-- begin --
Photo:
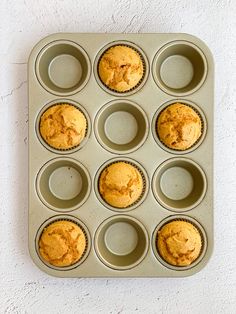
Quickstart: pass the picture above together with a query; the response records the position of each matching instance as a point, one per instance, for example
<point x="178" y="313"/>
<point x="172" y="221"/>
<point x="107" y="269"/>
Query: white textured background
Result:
<point x="23" y="287"/>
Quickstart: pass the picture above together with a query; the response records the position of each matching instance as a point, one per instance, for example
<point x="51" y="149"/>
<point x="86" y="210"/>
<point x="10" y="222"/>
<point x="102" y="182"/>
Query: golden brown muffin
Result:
<point x="120" y="68"/>
<point x="179" y="126"/>
<point x="120" y="184"/>
<point x="179" y="243"/>
<point x="62" y="243"/>
<point x="63" y="126"/>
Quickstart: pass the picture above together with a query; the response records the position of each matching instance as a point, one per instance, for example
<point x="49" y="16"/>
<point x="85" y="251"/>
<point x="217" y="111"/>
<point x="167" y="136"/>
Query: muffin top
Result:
<point x="120" y="184"/>
<point x="179" y="243"/>
<point x="179" y="126"/>
<point x="120" y="68"/>
<point x="63" y="126"/>
<point x="62" y="243"/>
-- end --
Copy every line of the records above, including the requests, and scale each answer point by multiplying its x and y coordinates by 1.5, rounding to whole numbers with halves rounded up. Keep the sample points inside the requests unchanged, and leave the pictures out.

◆ **Exercise response**:
Photo:
Quickstart: pass the picture above together with a query; the response records the position of each matching instance as a point, one per instance, for example
<point x="178" y="313"/>
<point x="172" y="221"/>
<point x="107" y="269"/>
Query: white textured background
Result:
<point x="35" y="431"/>
Quickstart: pass the picture above together with a query; the response records the position of each matching instance as a point, one per instance, for example
<point x="51" y="149"/>
<point x="86" y="210"/>
<point x="10" y="222"/>
<point x="102" y="182"/>
Query: golden brown muffin
Result:
<point x="180" y="102"/>
<point x="269" y="189"/>
<point x="180" y="276"/>
<point x="269" y="365"/>
<point x="93" y="365"/>
<point x="95" y="189"/>
Quickstart: pass the picture above together with a query; the response records the position of each matching instance as a point, one per instance, for example
<point x="49" y="16"/>
<point x="85" y="251"/>
<point x="217" y="111"/>
<point x="167" y="136"/>
Query: muffin top
Result:
<point x="180" y="276"/>
<point x="269" y="365"/>
<point x="269" y="189"/>
<point x="180" y="102"/>
<point x="95" y="189"/>
<point x="93" y="365"/>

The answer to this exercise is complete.